Task description: From the material below, reproduce verbatim the lines running from the line with "An <instance> block" to the line with "box: [1006, 385, 1053, 582]", both of those lines included.

━━━ Data records ━━━

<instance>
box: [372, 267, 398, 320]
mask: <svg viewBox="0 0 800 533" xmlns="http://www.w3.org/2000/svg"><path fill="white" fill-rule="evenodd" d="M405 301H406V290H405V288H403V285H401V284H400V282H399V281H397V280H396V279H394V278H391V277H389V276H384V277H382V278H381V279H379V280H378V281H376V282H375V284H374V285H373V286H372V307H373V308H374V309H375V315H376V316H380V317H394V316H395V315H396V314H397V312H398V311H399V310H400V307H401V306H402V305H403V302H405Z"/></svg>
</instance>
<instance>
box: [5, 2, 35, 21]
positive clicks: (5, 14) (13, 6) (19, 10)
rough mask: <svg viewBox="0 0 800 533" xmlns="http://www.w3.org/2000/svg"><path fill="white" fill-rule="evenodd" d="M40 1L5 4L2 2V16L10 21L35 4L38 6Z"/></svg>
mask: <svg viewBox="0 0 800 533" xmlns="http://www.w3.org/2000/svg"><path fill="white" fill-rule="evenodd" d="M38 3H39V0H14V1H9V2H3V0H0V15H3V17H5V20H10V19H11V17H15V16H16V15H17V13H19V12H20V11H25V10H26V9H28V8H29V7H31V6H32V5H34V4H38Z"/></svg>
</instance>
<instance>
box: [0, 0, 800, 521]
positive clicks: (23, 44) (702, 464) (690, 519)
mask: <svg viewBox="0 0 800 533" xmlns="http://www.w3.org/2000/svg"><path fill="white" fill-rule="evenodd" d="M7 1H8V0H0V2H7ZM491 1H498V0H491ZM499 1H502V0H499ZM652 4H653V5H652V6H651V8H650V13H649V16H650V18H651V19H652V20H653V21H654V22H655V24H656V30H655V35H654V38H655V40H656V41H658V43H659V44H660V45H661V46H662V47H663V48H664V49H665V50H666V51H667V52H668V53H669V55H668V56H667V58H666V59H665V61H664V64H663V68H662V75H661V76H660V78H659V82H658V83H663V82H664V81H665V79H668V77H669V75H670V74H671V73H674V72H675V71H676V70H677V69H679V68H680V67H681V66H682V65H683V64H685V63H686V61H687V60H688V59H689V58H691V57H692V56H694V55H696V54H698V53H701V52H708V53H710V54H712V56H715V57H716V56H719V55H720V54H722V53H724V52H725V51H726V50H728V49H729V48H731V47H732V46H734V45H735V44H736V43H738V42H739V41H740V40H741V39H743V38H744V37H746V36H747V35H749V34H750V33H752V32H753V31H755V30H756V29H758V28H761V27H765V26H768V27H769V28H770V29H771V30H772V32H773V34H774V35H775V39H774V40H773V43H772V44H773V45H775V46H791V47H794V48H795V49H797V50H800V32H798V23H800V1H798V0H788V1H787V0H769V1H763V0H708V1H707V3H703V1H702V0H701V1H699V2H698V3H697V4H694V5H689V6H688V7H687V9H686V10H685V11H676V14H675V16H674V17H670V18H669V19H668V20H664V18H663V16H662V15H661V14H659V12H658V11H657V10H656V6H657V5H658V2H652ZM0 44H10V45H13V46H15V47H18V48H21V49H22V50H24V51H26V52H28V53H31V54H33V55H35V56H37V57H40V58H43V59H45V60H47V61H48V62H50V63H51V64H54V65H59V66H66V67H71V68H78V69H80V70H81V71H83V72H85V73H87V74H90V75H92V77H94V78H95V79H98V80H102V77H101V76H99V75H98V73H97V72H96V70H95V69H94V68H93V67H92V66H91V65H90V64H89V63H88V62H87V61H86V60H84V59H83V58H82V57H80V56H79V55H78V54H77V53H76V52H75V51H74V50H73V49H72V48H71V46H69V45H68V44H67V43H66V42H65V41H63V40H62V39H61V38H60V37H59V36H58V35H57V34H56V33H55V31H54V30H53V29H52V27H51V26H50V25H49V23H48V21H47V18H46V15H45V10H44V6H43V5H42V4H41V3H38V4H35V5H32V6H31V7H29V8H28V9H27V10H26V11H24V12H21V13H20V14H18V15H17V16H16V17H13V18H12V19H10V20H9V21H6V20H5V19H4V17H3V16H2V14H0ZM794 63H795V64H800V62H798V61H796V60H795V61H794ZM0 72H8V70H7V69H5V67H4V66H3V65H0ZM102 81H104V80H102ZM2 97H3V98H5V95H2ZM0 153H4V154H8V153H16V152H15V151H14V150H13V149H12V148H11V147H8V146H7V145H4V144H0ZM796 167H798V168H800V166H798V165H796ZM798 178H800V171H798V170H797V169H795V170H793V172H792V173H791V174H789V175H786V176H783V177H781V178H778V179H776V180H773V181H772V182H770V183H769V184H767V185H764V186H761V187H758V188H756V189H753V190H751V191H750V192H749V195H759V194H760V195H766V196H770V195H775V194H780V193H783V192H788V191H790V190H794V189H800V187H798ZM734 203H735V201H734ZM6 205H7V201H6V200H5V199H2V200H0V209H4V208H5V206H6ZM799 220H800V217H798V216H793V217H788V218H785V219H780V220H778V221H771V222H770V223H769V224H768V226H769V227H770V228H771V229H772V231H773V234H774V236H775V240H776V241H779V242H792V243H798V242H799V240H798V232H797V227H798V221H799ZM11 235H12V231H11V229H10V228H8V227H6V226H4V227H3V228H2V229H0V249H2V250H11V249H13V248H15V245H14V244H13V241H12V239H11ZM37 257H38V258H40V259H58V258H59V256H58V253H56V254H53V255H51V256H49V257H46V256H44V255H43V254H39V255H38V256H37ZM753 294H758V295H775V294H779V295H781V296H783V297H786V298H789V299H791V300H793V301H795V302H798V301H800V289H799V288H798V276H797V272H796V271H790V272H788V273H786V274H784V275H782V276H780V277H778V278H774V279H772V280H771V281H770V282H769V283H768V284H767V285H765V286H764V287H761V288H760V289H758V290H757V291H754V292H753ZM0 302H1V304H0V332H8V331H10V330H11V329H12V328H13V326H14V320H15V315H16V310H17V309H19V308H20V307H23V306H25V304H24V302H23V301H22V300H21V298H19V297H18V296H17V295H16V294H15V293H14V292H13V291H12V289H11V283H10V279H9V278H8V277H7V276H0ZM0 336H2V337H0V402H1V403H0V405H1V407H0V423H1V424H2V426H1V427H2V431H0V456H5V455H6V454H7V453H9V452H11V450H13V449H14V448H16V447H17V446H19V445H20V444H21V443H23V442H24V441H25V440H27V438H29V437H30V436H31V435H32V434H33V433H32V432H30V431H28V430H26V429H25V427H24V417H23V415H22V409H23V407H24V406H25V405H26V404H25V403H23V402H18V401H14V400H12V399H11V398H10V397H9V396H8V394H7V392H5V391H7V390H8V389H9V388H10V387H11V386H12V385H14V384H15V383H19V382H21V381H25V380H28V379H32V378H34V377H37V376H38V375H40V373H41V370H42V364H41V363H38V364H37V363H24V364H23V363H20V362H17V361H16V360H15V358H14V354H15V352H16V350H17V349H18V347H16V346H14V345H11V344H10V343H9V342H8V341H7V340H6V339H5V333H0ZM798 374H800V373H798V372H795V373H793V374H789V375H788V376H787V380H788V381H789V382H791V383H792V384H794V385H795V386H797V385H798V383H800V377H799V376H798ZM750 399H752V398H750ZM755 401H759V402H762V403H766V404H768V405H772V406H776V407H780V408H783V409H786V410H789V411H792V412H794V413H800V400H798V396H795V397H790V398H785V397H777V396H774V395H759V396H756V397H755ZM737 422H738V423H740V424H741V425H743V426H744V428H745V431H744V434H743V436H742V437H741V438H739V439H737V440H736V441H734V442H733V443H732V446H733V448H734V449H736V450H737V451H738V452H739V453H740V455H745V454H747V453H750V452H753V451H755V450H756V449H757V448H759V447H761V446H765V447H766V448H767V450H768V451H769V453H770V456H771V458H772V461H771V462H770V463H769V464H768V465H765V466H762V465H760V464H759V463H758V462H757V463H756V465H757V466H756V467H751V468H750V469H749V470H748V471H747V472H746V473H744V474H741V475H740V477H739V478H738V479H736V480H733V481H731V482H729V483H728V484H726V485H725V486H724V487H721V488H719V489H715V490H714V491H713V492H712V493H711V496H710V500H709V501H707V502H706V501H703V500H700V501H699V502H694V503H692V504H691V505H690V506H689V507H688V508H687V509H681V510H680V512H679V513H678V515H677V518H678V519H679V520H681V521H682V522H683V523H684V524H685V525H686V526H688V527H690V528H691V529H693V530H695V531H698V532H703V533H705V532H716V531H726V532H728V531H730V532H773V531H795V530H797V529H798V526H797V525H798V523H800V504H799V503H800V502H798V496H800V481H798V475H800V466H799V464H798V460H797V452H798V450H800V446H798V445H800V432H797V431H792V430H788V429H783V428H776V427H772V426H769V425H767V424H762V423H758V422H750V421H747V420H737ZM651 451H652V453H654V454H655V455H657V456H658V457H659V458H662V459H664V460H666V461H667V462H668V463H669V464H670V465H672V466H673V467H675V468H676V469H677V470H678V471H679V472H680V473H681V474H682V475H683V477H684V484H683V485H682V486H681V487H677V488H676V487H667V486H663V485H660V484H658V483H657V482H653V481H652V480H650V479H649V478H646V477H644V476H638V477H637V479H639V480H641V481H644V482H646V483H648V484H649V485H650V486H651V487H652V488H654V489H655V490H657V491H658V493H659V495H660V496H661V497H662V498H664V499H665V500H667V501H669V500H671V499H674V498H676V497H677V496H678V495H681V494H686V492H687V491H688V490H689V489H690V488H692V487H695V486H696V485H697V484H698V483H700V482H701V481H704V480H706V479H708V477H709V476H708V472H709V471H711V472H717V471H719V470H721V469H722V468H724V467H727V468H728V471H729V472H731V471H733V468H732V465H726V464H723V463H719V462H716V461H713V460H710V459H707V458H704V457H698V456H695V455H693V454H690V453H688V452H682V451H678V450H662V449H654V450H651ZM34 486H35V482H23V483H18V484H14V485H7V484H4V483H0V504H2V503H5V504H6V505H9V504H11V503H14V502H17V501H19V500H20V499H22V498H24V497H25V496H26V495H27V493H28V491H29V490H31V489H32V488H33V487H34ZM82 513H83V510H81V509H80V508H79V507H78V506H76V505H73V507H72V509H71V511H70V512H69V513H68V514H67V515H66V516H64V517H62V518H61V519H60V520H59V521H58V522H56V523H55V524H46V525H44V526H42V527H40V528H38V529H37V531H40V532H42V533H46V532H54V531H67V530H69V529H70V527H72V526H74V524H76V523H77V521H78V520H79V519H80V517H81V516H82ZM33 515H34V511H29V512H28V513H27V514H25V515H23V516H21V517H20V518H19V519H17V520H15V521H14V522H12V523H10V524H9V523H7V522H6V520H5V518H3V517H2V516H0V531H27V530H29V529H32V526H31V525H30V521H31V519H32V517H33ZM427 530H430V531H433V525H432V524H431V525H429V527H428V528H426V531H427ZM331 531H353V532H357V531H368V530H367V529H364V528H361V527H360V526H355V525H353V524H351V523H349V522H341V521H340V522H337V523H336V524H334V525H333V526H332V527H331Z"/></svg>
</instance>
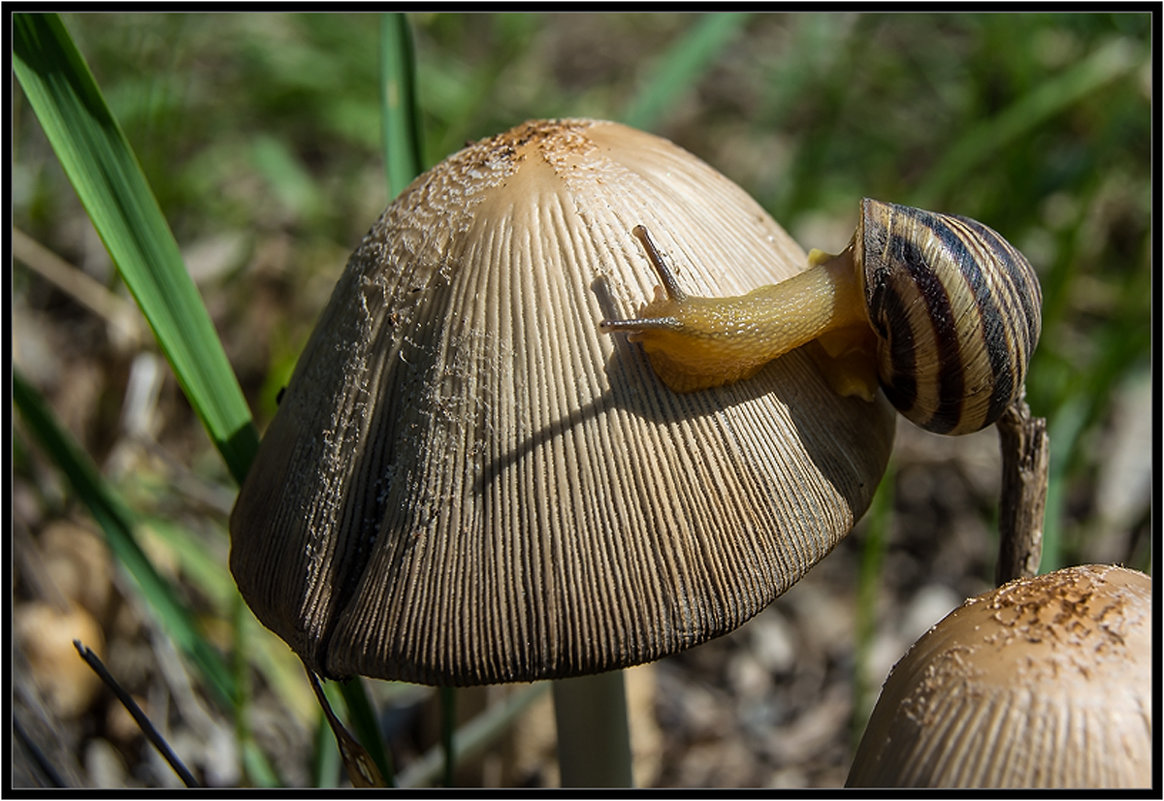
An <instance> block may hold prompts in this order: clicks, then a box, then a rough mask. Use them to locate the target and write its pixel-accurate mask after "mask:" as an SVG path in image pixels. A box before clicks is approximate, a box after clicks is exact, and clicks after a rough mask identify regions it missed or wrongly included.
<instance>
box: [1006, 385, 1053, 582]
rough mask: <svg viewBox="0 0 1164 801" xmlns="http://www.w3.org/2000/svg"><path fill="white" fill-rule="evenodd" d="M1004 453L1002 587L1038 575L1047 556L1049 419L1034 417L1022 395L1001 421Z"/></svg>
mask: <svg viewBox="0 0 1164 801" xmlns="http://www.w3.org/2000/svg"><path fill="white" fill-rule="evenodd" d="M996 425H998V428H999V446H1000V447H1001V449H1002V497H1001V501H1000V504H999V563H998V568H996V570H995V583H998V584H999V586H1001V584H1005V583H1006V582H1008V581H1013V580H1014V579H1021V577H1030V576H1032V575H1036V574H1037V573H1038V565H1039V559H1041V558H1042V554H1043V512H1044V509H1045V508H1046V487H1048V472H1049V465H1050V442H1049V441H1048V437H1046V420H1045V419H1044V418H1042V417H1031V414H1030V407H1029V406H1028V405H1027V402H1025V400H1024V399H1023V398H1022V397H1020V398H1019V399H1017V400H1015V402H1014V403H1013V404H1010V406H1008V407H1007V410H1006V411H1005V412H1003V413H1002V417H1001V418H999V421H998V424H996Z"/></svg>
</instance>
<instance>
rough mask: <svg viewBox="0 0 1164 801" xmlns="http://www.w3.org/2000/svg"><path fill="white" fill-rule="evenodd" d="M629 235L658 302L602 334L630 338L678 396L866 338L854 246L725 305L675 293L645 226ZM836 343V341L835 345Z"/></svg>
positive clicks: (653, 244) (821, 257) (721, 303)
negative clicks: (802, 271) (653, 290)
mask: <svg viewBox="0 0 1164 801" xmlns="http://www.w3.org/2000/svg"><path fill="white" fill-rule="evenodd" d="M633 233H634V235H636V236H637V238H638V239H639V240H640V241H641V242H643V246H644V249H645V250H646V253H647V257H648V258H650V260H651V264H652V265H653V267H654V270H655V272H656V274H658V275H659V281H660V283H661V284H662V285H661V286H656V288H655V297H654V299H653V300H652V302H651V303H648V304H647V305H646V306H644V307H643V310H641V311H640V313H639V317H637V318H634V319H630V320H603V321H602V322H601V324H599V326H598V327H599V331H602V332H604V333H616V332H619V331H622V332H627V333H630V338H629V339H630V341H632V342H639V343H640V345H641V346H643V349H644V350H645V352H646V354H647V357H648V359H650V360H651V366H652V367H653V368H654V371H655V373H656V374H658V375H659V376H660V377H661V378H662V380H663V382H665V383H666V384H667V385H668V387H669V388H670V389H673V390H675V391H676V392H690V391H694V390H700V389H708V388H710V387H719V385H722V384H728V383H731V382H734V381H739V380H741V378H747V377H750V376H751V375H753V374H755V371H757V370H759V369H760V368H761V367H762V366H764V364H765V363H767V362H769V361H772V360H773V359H775V357H778V356H781V355H783V354H786V353H788V352H789V350H792V349H794V348H797V347H800V346H802V345H804V343H807V342H810V341H812V340H817V339H821V338H822V335H825V334H830V335H832V334H836V335H833V336H832V341H826V342H822V345H824V347H825V350H826V353H828V354H829V355H830V356H836V355H838V354H840V353H843V352H845V350H847V349H850V346H851V345H852V343H853V342H854V340H859V339H860V338H861V336H864V332H867V331H868V319H867V317H866V313H865V299H864V297H863V288H861V282H860V278H859V277H858V271H857V269H856V268H854V265H853V260H852V247H849V248H846V249H845V250H844V251H843V253H842V254H839V255H837V256H830V255H828V254H823V253H821V251H818V250H814V251H812V254H811V255H810V256H809V264H810V267H809V269H808V270H805V271H803V272H800V274H797V275H795V276H793V277H792V278H788V279H786V281H782V282H780V283H778V284H771V285H767V286H761V288H759V289H755V290H753V291H751V292H748V293H747V295H739V296H734V297H725V298H705V297H695V296H689V295H687V293H686V292H683V290H682V289H681V288H680V286H679V282H677V281H676V278H675V274H674V272H673V271H672V270H670V268H668V267H667V264H666V262H665V261H663V260H662V256H661V255H660V253H659V250H658V249H656V248H655V246H654V243H653V242H652V240H651V236H650V234H647V232H646V229H645V228H644V227H643V226H636V227H634V231H633ZM838 338H839V341H838Z"/></svg>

━━━

Result:
An <instance> block may hold prompts in this order: clicks, then a box, then a rough mask. Use them to locate the target and write its pixel-accurate mask after "mask:" as an SVG path in image pixels. A box before clicks is approximate, a box after clicks is exact, and clicks after a rough mask identify regions it missed or wrongly included.
<instance>
box: [1006, 385, 1053, 582]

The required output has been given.